PROMPT
Go line by line through the entries and show those that hold the string "ribbon".

※ ※ ※

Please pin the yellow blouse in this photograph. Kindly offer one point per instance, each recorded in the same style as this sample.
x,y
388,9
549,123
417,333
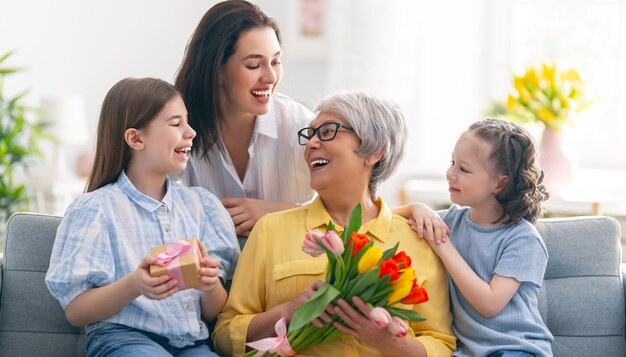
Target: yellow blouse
x,y
273,269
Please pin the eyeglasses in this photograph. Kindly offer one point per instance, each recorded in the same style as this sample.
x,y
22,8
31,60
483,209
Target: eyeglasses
x,y
325,132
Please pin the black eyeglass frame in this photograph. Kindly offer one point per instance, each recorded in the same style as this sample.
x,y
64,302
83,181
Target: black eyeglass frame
x,y
316,131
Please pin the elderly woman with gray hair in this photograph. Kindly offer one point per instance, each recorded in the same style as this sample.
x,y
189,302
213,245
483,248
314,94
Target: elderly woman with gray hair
x,y
352,146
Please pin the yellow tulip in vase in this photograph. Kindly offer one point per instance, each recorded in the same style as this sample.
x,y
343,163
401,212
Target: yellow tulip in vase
x,y
552,96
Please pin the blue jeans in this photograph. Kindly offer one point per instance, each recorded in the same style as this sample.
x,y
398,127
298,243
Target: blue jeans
x,y
506,353
119,340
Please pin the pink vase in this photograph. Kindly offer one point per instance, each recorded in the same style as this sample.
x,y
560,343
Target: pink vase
x,y
558,161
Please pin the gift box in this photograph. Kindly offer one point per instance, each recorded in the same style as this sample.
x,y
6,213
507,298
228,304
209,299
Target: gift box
x,y
180,260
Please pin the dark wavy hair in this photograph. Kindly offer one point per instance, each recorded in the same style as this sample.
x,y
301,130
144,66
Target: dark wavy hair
x,y
210,47
514,154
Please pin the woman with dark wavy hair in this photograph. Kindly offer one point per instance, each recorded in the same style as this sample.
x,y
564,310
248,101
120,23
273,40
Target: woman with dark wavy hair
x,y
245,152
495,257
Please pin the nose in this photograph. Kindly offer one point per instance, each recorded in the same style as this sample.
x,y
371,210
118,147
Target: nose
x,y
269,75
189,132
314,142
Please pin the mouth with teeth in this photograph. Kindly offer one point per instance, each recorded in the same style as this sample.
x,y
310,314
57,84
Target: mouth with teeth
x,y
261,93
183,152
319,163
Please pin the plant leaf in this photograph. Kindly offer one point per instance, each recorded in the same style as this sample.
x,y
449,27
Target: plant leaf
x,y
354,223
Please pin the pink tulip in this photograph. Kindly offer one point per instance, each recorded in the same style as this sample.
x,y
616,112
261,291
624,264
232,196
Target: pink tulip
x,y
332,242
398,327
380,317
311,244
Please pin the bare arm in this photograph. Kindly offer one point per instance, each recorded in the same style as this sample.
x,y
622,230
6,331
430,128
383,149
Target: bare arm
x,y
487,298
100,303
213,295
245,212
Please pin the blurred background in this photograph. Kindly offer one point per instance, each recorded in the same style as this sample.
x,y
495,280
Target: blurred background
x,y
445,62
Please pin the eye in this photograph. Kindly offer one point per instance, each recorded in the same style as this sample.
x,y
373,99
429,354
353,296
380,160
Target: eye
x,y
327,131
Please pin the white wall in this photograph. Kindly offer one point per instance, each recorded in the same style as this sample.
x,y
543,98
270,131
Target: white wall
x,y
74,46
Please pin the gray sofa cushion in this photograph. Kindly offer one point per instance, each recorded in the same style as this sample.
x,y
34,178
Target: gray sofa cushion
x,y
32,322
582,297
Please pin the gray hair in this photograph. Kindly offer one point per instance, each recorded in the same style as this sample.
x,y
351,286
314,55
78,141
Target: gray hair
x,y
379,123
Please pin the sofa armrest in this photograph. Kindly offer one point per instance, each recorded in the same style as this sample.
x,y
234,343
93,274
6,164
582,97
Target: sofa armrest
x,y
623,275
1,273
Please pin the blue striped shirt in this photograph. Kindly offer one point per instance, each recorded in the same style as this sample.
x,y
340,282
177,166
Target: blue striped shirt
x,y
276,169
105,234
511,250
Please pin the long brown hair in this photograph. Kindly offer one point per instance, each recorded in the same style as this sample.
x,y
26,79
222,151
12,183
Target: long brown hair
x,y
130,103
210,47
514,154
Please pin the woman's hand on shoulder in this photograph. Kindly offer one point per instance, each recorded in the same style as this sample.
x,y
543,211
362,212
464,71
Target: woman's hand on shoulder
x,y
245,212
155,288
425,222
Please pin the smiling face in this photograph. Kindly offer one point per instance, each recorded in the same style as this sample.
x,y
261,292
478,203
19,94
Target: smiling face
x,y
251,74
167,140
334,165
471,177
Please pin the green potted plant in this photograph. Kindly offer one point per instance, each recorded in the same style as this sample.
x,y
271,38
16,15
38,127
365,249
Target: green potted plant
x,y
19,138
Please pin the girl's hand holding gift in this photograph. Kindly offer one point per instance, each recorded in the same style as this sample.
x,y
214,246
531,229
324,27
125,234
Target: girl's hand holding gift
x,y
209,271
155,288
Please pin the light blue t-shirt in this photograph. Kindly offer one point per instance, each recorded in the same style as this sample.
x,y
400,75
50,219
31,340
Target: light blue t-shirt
x,y
105,234
510,250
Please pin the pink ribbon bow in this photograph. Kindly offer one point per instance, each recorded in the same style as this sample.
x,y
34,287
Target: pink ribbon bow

※ ※ ※

ANSWER BOX
Please pin the pink ribbon bow in this photograph. Kindly offer one point per instance, each recorded in the same style as this sample.
Target: pink ribbon bow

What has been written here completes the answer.